RECORD SET:
════════

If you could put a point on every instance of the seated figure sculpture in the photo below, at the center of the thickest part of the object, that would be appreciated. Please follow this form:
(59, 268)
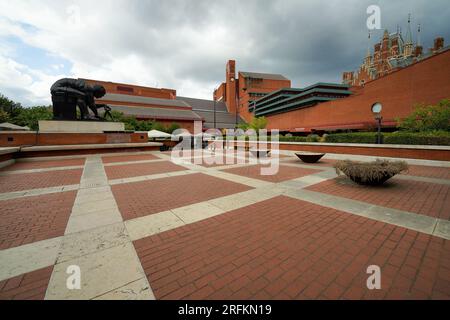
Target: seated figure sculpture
(68, 93)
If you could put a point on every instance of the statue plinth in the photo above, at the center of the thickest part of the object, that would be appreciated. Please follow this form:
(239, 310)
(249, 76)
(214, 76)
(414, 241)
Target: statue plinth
(61, 126)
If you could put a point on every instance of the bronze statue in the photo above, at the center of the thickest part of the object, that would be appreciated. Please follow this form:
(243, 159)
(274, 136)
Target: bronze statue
(68, 93)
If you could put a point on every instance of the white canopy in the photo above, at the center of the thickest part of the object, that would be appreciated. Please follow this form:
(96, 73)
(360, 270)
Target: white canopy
(158, 134)
(9, 126)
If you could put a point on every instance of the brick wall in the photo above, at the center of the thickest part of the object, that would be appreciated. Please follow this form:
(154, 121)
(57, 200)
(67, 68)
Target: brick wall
(120, 88)
(15, 139)
(427, 81)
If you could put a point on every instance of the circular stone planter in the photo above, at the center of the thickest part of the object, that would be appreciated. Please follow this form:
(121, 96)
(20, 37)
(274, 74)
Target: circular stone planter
(372, 182)
(260, 153)
(310, 157)
(370, 173)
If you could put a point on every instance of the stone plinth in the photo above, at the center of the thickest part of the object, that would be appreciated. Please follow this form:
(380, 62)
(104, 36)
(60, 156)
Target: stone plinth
(52, 126)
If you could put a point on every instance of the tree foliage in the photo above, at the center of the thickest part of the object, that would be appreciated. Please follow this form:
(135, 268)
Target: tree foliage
(428, 118)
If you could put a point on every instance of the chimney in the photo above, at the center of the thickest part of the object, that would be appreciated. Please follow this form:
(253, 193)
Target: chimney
(438, 44)
(418, 51)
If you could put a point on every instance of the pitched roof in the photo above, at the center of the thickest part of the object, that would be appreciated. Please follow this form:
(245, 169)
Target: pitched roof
(144, 100)
(202, 104)
(269, 76)
(157, 113)
(205, 109)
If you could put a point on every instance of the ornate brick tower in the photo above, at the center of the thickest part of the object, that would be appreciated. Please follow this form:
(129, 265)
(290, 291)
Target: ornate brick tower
(231, 85)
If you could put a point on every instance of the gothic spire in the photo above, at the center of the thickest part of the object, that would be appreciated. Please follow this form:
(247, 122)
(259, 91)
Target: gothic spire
(408, 32)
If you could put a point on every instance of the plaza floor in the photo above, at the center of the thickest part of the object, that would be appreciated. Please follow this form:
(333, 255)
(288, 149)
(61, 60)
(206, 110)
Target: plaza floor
(146, 226)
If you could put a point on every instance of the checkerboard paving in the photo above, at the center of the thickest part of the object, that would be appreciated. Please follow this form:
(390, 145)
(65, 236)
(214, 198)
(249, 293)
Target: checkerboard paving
(28, 286)
(128, 158)
(289, 249)
(30, 219)
(284, 172)
(141, 169)
(44, 164)
(230, 237)
(147, 197)
(35, 180)
(414, 196)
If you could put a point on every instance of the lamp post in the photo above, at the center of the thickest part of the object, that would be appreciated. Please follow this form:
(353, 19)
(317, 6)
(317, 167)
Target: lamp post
(376, 110)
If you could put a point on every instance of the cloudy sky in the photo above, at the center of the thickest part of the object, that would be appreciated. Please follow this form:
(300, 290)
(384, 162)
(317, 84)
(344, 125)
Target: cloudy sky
(184, 45)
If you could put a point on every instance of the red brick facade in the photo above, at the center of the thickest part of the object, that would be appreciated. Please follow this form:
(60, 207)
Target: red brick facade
(426, 81)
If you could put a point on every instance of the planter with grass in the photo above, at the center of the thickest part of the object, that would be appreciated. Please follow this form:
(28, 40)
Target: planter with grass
(370, 173)
(309, 157)
(260, 153)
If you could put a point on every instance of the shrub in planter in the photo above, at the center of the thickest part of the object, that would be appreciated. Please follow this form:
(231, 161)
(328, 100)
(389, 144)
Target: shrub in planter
(370, 173)
(354, 137)
(312, 138)
(419, 138)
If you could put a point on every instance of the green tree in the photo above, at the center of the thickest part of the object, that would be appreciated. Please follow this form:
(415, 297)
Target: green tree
(30, 116)
(258, 123)
(10, 107)
(428, 118)
(4, 116)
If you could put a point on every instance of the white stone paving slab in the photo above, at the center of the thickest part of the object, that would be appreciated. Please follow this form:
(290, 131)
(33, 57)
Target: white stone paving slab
(137, 290)
(37, 192)
(89, 221)
(87, 242)
(29, 257)
(12, 172)
(101, 272)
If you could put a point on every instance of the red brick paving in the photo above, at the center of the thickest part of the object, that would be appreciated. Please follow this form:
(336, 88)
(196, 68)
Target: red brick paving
(141, 169)
(210, 162)
(126, 158)
(284, 172)
(25, 181)
(44, 164)
(321, 163)
(30, 219)
(285, 248)
(431, 172)
(414, 196)
(28, 286)
(143, 198)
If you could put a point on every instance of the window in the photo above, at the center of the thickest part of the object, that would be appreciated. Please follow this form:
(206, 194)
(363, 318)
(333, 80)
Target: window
(125, 89)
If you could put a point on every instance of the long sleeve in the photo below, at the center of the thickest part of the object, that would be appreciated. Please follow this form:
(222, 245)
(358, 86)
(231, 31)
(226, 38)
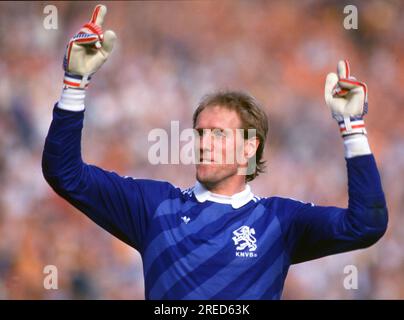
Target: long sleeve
(315, 231)
(120, 205)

════════

TASK PROMPT: Go through the entries and return each line where the word "below" appears.

EXERCISE RESPONSE:
If you could put a point on every instance of the seated figure sculpture in the photo below, at the center of the thickest part of the object, that would be appreciated. Please follow this form:
If you could put a point on every instance of the long sleeve in the photo below, at the center of the thickest part of the object, that would be appreciated. Please follow this form:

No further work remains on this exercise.